[Saved entries]
Segment Open
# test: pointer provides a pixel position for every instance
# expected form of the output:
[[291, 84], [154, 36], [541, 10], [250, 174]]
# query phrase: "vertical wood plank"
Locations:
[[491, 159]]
Segment Closed
*Goal of the exercise*.
An exact repeat of the lines from the one containing "# expected form" through the final line of the entries is the whole answer.

*Written answer*.
# expected form of the output:
[[291, 84], [154, 36], [541, 10], [250, 174]]
# query phrase: "vertical wood plank"
Locations:
[[491, 159]]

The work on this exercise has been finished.